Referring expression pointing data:
*** Block opens ***

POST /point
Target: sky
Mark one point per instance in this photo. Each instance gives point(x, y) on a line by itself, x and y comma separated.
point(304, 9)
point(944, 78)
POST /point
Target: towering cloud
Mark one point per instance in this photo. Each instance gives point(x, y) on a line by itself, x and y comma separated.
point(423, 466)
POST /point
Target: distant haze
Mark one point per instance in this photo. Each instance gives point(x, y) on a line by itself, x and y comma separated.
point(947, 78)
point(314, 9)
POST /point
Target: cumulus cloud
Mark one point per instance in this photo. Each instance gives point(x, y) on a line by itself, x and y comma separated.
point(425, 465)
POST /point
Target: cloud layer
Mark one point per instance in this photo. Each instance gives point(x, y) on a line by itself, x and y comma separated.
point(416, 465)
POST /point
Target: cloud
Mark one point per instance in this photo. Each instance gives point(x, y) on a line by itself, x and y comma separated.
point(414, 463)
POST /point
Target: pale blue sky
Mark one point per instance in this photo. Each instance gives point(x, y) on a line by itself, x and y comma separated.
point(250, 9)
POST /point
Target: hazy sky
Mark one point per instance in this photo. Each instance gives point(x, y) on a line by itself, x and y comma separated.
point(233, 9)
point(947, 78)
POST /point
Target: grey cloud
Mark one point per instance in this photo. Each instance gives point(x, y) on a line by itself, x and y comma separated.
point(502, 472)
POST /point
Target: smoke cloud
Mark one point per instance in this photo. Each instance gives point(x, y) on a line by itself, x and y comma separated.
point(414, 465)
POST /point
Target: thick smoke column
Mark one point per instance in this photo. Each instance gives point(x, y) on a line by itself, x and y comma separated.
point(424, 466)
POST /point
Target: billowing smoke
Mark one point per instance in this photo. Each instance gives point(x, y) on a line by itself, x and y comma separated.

*** Block closes ***

What the task requires:
What are the lines of the data above that include the string "smoke"? Copy them.

Exercise result:
Target: smoke cloud
Target: thick smoke column
Target: billowing smoke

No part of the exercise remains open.